## Exercise aim
Extend the kernel mailing-list reply about compaction capturing the high-order free page, picking up right after its last line.

## Text to read
━━━━━━━━
From mboxrd@z Thu Jan  1 00:00:00 1970
Return-Path: <linux-kernel-owner@vger.kernel.org>
Received: (majordomo@vger.kernel.org) by vger.kernel.org via listexpand
	id S932884AbaFLIVU (ORCPT <rfc822;w@1wt.eu>);
	Thu, 12 Jun 2014 04:21:20 -0400
Received: from cantor2.suse.de ([195.135.220.15]:41206 "EHLO mx2.suse.de"
	rhost-flags-OK-OK-OK-OK) by vger.kernel.org with ESMTP
	id S1754632AbaFLIVR (ORCPT <rfc822;linux-kernel@vger.kernel.org>);
	Thu, 12 Jun 2014 04:21:17 -0400
Message-ID: <539962EC.20901@suse.cz>
Date: Thu, 12 Jun 2014 10:21:00 +0200
From: Vlastimil Babka <vbabka@suse.cz>
User-Agent: Mozilla/5.0 (X11; Linux x86_64; rv:24.0) Gecko/20100101 Thunderbird/24.5.0
MIME-Version: 1.0
To: Minchan Kim <minchan@kernel.org>
CC: David Rientjes <rientjes@google.com>, linux-mm@kvack.org,
        linux-kernel@vger.kernel.org,
        Andrew Morton <akpm@linux-foundation.org>,
        Greg Thelen <gthelen@google.com>, Mel Gorman <mgorman@suse.de>,
        Joonsoo Kim <iamjoonsoo.kim@lge.com>,
        Michal Nazarewicz <mina86@mina86.com>,
        Naoya Horiguchi <n-horiguchi@ah.jp.nec.com>,
        Christoph Lameter <cl@linux.com>, Rik van Riel <riel@redhat.com>
Subject: Re: [RFC PATCH 09/10] mm, compaction: try to capture the just-created
 high-order freepage
References: <1402305982-6928-1-git-send-email-vbabka@suse.cz> <1402305982-6928-9-git-send-email-vbabka@suse.cz> <53986E31.7090500@suse.cz> <20140612022011.GB12415@bbox>
In-Reply-To: <20140612022011.GB12415@bbox>
Content-Type: text/plain; charset=ISO-8859-1; format=flowed
Content-Transfer-Encoding: 7bit
Sender: linux-kernel-owner@vger.kernel.org
List-ID: <linux-kernel.vger.kernel.org>
X-Mailing-List: linux-kernel@vger.kernel.org

On 06/12/2014 04:20 AM, Minchan Kim wrote:
> On Wed, Jun 11, 2014 at 04:56:49PM +0200, Vlastimil Babka wrote:
>> On 06/09/2014 11:26 AM, Vlastimil Babka wrote:
>>> Compaction uses watermark checking to determine if it succeeded in creating
>>> a high-order free page. My testing has shown that this is quite racy and it
>>> can happen that watermark checking in compaction succeeds, and moments later
>>> the watermark checking in page allocation fails, even though the number of
>>> free pages has increased meanwhile.
>>>
>>> It should be more reliable if direct compaction captured the high-order free
>>> page as soon as it detects it, and pass it back to allocation. This would
>>> also reduce the window for somebody else to allocate the free page.
━━━━━━━━
## Data section

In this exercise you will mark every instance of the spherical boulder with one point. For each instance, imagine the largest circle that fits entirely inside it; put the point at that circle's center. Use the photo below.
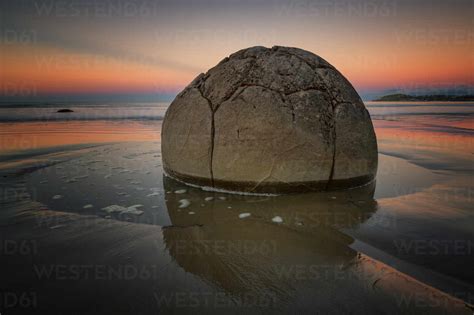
━━━━━━━━
## Response
>>>
>>> This has been already implemented by 1fb3f8ca0e92 ("mm: compaction: capture a
>>> suitable high-order page immediately when it is made available"), but later
>>> reverted by 8fb74b9f ("mm: compaction: partially revert capture of suitable
>>> high-order page") due to flaws.
>>>
>>> This patch differs from the previous attempt in two aspects:
>>>
>>> 1) The previous patch scanned free lists to capture the page. In this patch,
>>>      only the cc->order aligned block that the migration scanner just finished
>>>      is considered, but only if pages were actually isolated for migration in
>>>      that block. Tracking cc->order aligned blocks also has benefits for the
>>>      following patch that skips blocks where non-migratable pages were found.
>>>
>
> Generally I like this.

Thanks.

>>> 2) In this patch, the isolated free page is allocated through extending
>>>      get_page_from_freelist() and buffered_rmqueue(). This ensures that it gets
>>>      all operations such as prep_new_page() and page->pfmemalloc setting that
>>>      was missing in the previous attempt, zone statistics are updated etc.
>>>
>
> But this part is problem.
> Capturing is not common but you are adding more overhead in hotpath for rare cases
> where even they are ok to fail so it's not a good deal.
> In such case, We have no choice but to do things you mentioned (ex,statistics,
> prep_new_page, pfmemalloc) manually in __alloc_pages_direct_compact.

OK, I will try.

>>> Evaluation is pending.
>>
>> Uh, so if anyone wants to test it, here's a fixed version, as initial evaluation
>> showed it does not actually capture anything (which should not affect patch 10/10
>> though) and debugging this took a while.
>>
>> - for pageblock_order (i.e. THP), capture was never attempted, as the for cycle
>>    in isolate_migratepages_range() has ended right before the
>>    low_pfn == next_capture_pfn check
>> - lru_add_drain() has to be done before pcplists drain. This made a big difference
>>    (~50 successful captures -> ~1300 successful captures)
>>    Note that __alloc_pages_direct_compact() is missing lru_add_drain() as well, and
>>    all the existing watermark-based compaction termination decisions (which happen
>>    before the drain in __alloc_pages_direct_compact()) don't do any draining at all.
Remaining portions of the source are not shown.